**Exercise**
Nothing but the lines from the one containing "steel shaker tin." to the end of the records below should be output, each exactly as written.

+++ Records

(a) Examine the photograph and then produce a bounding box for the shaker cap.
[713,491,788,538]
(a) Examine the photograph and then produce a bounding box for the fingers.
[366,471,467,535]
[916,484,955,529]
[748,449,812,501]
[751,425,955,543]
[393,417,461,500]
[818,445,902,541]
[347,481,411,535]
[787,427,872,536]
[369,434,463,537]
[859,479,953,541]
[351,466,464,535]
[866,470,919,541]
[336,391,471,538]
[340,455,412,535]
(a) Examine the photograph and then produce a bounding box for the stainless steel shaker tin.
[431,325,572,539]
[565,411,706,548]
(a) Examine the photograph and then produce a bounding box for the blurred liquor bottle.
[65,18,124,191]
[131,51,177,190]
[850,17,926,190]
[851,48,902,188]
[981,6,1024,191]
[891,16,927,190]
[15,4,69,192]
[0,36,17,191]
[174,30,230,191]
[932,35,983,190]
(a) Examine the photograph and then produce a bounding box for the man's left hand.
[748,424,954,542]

++++++

**Solution**
(a) Examine the photograph and then produce a bounding box for the stainless steel shaker tin.
[431,325,572,539]
[565,411,706,548]
(a) Examine the photograph and then produce a bounding box for the blurred liquor bottle.
[65,18,124,191]
[131,51,177,190]
[850,17,926,190]
[851,48,902,188]
[981,6,1024,191]
[891,16,927,190]
[15,4,69,192]
[0,36,17,191]
[174,30,230,191]
[932,35,983,190]
(a) Examine the photograph and then produce a bounding box for the man's left hand.
[748,424,954,542]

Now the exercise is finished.